-- Begin --

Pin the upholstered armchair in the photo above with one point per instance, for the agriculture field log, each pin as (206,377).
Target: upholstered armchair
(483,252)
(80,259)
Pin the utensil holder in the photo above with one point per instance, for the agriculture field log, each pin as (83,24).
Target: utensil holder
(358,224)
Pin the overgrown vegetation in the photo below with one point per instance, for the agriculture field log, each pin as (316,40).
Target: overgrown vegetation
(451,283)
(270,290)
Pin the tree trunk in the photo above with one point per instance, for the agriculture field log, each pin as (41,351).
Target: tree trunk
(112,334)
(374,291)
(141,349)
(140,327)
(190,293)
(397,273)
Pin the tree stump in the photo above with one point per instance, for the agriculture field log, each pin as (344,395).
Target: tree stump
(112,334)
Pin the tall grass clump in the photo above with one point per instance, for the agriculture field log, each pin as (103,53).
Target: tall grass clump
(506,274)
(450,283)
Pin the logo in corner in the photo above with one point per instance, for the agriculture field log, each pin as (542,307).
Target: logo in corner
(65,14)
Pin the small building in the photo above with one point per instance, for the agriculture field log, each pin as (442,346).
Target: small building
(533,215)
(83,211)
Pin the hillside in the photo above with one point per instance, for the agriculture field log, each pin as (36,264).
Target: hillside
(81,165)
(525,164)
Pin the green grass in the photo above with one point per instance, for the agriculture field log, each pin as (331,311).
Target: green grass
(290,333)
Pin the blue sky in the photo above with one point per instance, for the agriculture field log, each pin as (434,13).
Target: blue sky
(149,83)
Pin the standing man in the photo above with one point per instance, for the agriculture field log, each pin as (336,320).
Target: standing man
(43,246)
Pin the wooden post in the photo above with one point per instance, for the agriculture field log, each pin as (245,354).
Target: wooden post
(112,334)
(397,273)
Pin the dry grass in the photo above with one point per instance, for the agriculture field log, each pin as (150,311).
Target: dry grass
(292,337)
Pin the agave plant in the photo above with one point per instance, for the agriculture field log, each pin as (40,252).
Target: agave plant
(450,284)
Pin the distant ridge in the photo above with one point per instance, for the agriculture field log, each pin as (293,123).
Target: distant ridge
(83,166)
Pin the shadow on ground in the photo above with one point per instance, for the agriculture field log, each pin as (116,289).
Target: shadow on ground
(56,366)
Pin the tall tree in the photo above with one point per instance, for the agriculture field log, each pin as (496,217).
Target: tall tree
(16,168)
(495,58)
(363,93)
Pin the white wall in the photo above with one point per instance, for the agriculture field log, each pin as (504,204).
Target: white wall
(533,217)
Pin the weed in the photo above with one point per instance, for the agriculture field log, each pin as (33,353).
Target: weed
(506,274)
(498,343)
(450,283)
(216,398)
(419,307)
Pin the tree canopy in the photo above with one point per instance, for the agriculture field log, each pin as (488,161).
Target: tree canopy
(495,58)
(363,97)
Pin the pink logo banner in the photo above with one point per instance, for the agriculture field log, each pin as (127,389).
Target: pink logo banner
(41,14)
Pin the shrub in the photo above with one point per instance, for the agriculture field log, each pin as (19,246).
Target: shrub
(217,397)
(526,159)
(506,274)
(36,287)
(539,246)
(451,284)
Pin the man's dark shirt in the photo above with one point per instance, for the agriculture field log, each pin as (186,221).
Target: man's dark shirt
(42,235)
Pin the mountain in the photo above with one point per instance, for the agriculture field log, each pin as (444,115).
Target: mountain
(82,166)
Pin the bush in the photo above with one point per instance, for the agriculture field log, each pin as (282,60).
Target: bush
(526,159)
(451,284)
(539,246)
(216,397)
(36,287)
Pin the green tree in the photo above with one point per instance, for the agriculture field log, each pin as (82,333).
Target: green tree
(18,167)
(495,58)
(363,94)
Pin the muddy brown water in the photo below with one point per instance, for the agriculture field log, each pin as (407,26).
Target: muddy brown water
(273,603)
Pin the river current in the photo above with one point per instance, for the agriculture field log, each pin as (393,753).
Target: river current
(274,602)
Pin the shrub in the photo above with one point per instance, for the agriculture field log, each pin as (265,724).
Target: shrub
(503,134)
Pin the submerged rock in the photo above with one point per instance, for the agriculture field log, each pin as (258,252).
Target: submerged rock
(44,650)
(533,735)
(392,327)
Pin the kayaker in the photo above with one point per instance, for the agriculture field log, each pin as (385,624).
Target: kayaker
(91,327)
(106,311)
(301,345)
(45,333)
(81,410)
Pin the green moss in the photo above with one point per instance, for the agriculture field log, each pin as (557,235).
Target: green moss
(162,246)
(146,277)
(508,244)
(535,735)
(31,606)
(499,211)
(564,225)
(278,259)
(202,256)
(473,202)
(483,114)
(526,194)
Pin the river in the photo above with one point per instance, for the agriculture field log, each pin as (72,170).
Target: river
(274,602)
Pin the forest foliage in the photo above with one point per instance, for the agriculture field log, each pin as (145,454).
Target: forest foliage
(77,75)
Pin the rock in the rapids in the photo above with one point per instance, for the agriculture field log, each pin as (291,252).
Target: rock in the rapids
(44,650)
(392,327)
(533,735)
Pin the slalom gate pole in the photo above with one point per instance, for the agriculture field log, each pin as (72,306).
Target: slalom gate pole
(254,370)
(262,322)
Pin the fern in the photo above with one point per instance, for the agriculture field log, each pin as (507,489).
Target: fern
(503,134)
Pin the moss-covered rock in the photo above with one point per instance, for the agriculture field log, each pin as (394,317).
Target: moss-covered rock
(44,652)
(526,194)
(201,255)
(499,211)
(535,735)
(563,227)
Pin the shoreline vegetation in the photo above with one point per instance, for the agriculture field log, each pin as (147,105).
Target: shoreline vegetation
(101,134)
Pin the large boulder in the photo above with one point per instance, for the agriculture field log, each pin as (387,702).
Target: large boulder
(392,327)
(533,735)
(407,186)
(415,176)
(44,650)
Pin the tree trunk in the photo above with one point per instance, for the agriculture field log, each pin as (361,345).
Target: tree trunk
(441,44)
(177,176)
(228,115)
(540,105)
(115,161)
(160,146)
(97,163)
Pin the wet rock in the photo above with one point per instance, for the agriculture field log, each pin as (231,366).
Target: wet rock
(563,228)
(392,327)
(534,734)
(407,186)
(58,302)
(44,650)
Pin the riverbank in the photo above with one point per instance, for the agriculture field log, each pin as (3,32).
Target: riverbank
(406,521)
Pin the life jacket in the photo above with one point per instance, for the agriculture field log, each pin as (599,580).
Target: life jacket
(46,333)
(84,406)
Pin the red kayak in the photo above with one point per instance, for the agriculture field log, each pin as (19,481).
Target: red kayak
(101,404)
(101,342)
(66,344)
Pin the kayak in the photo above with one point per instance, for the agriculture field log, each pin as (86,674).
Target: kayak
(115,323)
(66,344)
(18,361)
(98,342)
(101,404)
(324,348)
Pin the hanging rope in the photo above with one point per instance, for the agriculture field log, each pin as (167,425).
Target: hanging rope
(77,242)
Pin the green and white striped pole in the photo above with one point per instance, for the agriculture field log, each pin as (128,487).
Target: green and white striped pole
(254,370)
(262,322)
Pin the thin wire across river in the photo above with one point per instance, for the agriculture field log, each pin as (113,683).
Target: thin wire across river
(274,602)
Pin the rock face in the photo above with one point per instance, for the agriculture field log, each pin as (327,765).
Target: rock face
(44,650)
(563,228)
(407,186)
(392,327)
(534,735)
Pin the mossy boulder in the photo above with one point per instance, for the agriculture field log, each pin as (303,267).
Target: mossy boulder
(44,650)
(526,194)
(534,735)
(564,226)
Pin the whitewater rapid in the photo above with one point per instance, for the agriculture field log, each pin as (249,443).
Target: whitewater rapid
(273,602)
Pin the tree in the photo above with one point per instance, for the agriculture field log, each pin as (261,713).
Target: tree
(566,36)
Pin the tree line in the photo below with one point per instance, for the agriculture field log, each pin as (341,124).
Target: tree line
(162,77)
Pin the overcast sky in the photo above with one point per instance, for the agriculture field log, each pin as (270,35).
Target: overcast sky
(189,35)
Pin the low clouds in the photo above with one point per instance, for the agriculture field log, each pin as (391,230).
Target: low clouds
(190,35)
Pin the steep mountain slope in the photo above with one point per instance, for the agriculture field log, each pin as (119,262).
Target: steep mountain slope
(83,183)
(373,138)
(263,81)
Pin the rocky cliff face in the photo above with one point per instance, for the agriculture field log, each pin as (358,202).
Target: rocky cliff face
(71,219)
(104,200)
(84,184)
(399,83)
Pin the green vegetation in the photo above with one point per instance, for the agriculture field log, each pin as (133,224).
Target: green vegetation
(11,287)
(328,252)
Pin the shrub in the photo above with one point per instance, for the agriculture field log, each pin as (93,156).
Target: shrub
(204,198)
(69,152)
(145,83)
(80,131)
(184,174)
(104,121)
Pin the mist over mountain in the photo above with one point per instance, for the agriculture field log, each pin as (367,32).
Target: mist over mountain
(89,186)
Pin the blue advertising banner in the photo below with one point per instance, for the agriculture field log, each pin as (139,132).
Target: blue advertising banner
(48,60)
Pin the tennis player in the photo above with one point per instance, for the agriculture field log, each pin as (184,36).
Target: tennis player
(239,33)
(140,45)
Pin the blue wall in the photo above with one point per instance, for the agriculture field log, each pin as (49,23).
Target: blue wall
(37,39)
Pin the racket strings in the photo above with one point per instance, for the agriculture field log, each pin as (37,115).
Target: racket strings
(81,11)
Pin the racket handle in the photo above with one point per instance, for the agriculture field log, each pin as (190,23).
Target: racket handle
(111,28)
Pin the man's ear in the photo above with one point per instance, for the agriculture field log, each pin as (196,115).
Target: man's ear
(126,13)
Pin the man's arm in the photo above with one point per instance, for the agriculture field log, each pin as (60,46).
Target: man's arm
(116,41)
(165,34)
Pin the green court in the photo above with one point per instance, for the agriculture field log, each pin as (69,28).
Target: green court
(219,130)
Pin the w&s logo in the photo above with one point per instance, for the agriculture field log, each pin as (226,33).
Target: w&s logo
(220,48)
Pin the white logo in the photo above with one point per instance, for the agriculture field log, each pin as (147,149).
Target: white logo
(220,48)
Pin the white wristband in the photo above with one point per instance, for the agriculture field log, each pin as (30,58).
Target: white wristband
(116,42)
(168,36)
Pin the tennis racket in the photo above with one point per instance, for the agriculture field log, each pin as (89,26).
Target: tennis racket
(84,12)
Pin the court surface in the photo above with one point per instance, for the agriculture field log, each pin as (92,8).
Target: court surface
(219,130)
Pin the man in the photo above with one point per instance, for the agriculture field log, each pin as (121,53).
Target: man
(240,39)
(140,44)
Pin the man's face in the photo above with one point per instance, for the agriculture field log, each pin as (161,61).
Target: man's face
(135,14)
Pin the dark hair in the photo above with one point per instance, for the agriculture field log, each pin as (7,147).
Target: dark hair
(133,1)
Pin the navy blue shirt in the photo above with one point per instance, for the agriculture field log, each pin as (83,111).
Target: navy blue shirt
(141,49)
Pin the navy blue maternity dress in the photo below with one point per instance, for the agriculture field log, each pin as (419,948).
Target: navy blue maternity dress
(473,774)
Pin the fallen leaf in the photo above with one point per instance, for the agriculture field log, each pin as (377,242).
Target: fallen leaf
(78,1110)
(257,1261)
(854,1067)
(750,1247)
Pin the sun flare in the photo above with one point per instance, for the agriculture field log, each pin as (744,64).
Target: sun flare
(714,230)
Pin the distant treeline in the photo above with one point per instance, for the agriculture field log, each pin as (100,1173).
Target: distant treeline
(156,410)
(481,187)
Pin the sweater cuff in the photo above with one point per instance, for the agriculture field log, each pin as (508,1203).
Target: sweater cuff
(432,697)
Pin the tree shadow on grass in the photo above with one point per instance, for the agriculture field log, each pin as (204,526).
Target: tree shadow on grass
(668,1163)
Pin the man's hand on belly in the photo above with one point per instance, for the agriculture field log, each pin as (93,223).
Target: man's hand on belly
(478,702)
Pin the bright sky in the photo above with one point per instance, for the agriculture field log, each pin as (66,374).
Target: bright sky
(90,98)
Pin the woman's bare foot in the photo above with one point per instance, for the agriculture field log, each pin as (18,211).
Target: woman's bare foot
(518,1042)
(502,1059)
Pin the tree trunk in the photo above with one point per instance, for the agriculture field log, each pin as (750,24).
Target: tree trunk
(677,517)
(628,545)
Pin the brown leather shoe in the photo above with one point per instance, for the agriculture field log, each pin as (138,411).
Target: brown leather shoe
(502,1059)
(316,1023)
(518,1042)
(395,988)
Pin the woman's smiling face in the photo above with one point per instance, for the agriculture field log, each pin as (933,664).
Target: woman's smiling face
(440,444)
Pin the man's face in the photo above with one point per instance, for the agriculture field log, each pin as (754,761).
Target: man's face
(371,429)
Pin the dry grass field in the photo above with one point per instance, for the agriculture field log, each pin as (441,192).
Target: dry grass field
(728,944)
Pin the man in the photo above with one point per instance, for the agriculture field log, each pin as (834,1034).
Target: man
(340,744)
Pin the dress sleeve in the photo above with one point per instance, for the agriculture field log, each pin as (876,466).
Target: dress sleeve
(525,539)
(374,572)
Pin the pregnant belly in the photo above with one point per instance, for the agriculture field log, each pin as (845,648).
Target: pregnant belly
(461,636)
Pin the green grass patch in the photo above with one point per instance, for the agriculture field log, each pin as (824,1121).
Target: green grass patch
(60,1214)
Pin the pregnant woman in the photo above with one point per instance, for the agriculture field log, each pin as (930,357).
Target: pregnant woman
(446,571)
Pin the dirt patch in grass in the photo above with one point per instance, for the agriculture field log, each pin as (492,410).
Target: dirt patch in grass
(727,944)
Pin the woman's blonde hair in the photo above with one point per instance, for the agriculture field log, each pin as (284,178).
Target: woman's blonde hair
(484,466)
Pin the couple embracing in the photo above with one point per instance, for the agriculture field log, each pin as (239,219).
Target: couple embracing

-- End --

- Work to complete: Reproduce the records above exactly, starting with the line that contains "Pin the pregnant woman" and ending with the last line.

- Expected answer:
Pin the pregnant woman in the photo above with one point per instance, for the agriculture field log, each pin as (930,357).
Target: pregnant woman
(446,571)
Pin the dirt patch in grass in the photo above with one point per instance, for the agriculture field log, each pin as (492,410).
Target: dirt patch in grass
(727,944)
Pin the woman's blonde hair in the photo above with one point per instance, for the agriculture field log, each pin as (284,178).
Target: woman's blonde hair
(484,466)
Pin the couple embracing in the photo above with one point per instance, for the agriculture field log, each pin as (239,219).
Target: couple embracing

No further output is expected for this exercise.